→ **Text**:

>>>

Gleichzeitig wollte man das durch die verschiedenen Wechselkurse verursachte Preischaos in Ordnung bringen, und alles wieder in die gewünschten Relationen setzen. Man überraschte das staunende Publikum mit einer Währungsreform, kreditiert durch 300 Mio. Dollar von EG und Contadora (- schon mal vor Kriegsende einen Fuß in die Tür gesetzt...) Im neuen Verhältnis zum Dollar wurden drei Nullen weggekürzt -

"damit die importierten Waren den Wert bekommen, den sie wirklich haben... und um die Exportproduktion zu stimulieren, damit sie... mehr Rentabilität erzeugt, um so mehr Dollars einzunehmen." (Finanzminister William Hüpper)

<<<

→ **Extrahierte Datensätze**:
>>>

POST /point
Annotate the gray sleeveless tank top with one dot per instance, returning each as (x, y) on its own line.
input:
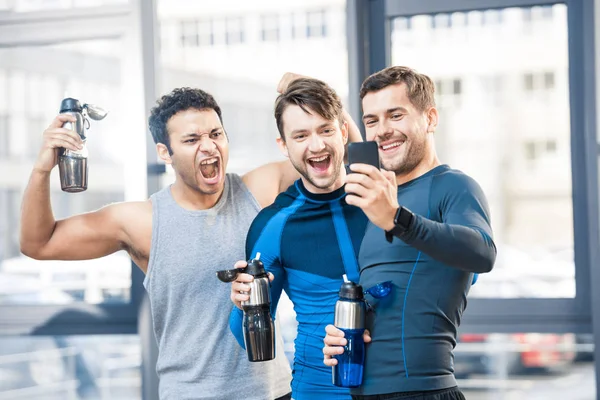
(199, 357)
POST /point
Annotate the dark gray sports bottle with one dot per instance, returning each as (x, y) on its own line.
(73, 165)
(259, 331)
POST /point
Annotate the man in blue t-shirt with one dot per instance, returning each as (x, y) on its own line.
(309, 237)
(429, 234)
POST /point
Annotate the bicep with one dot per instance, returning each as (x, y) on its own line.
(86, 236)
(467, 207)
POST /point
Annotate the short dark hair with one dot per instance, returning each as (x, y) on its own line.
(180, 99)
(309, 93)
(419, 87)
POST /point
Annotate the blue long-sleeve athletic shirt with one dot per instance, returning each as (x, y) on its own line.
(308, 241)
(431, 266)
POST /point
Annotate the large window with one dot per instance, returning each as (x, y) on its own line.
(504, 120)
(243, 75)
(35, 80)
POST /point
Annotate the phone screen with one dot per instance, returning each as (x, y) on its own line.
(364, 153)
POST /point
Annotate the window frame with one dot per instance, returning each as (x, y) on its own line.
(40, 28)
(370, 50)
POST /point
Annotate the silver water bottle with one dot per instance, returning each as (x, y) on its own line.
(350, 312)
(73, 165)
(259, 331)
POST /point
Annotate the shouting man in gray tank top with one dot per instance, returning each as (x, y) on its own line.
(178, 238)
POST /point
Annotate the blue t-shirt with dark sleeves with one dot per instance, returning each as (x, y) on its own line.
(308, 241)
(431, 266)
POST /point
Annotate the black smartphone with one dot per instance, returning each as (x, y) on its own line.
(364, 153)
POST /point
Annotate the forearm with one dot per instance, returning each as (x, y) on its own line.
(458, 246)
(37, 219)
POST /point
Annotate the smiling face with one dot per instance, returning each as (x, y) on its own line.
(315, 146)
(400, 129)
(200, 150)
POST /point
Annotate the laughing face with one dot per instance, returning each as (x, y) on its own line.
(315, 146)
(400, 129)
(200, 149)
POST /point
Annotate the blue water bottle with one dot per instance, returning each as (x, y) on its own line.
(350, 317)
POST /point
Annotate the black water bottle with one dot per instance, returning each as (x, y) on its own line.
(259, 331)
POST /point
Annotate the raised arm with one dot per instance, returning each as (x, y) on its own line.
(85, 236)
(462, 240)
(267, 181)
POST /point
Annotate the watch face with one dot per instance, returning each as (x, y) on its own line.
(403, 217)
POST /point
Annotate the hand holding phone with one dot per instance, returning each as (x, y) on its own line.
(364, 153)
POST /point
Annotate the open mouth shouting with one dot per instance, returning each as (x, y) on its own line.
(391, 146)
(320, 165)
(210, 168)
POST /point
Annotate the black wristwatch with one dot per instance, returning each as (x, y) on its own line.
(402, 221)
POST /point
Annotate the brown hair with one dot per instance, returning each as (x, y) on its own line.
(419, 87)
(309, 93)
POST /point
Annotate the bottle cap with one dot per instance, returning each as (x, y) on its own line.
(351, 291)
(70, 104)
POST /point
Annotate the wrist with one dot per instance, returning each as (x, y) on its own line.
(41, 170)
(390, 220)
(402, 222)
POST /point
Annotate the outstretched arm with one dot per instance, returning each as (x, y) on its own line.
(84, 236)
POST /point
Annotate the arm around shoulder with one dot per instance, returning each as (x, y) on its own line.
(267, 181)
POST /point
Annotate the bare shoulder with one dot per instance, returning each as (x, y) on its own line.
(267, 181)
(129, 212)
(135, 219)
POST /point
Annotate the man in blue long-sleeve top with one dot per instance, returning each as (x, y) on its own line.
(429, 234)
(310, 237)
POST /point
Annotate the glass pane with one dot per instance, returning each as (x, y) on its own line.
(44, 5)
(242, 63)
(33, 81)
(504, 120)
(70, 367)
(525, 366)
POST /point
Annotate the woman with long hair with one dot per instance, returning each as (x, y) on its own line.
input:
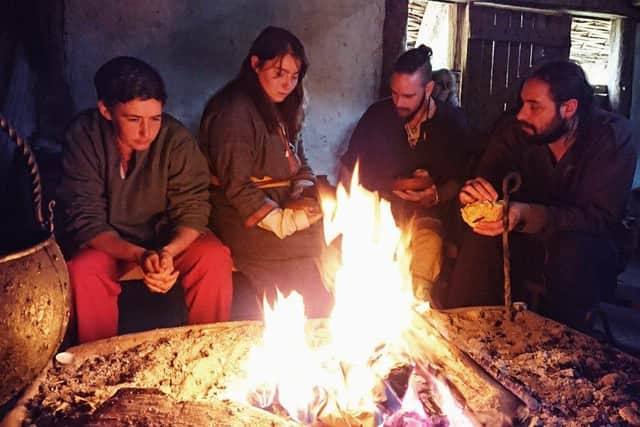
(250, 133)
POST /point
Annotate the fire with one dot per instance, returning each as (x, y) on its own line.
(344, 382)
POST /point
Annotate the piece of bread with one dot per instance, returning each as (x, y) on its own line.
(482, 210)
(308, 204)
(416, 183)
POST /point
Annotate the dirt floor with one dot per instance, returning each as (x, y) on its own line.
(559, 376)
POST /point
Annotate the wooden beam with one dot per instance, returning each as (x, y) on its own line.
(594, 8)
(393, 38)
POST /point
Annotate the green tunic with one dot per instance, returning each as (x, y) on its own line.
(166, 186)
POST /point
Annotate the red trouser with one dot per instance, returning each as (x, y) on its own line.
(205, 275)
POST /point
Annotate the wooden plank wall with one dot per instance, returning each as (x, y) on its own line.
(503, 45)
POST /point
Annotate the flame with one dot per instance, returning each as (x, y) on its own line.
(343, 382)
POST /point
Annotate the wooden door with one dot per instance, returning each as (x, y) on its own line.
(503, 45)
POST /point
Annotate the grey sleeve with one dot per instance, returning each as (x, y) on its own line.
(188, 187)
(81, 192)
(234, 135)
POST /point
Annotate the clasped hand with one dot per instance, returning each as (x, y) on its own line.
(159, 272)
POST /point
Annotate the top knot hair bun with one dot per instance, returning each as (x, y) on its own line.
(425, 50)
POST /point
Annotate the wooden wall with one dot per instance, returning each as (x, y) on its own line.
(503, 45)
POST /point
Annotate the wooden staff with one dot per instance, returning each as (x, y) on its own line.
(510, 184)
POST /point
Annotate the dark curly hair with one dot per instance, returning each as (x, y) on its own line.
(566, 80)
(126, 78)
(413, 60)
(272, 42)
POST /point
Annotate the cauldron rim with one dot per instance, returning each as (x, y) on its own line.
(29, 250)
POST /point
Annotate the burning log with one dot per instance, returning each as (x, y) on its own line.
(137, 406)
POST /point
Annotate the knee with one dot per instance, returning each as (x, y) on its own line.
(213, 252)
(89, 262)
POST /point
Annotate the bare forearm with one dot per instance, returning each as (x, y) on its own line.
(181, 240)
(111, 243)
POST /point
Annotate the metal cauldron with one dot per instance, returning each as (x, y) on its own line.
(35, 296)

<<<

→ **Schriftliche Aufgabe**: Schreibe den Text über die Währungsreform vollständig und wortgetreu noch einmal ab.

→ **Die Lösung**:
Gleichzeitig wollte man das durch die verschiedenen Wechselkurse verursachte Preischaos in Ordnung bringen, und alles wieder in die gewünschten Relationen setzen. Man überraschte das staunende Publikum mit einer Währungsreform, kreditiert durch 300 Mio. Dollar von EG und Contadora (- schon mal vor Kriegsende einen Fuß in die Tür gesetzt...) Im neuen Verhältnis zum Dollar wurden drei Nullen weggekürzt -

"damit die importierten Waren den Wert bekommen, den sie wirklich haben... und um die Exportproduktion zu stimulieren, damit sie... mehr Rentabilität erzeugt, um so mehr Dollars einzunehmen." (Finanzminister William Hüpper)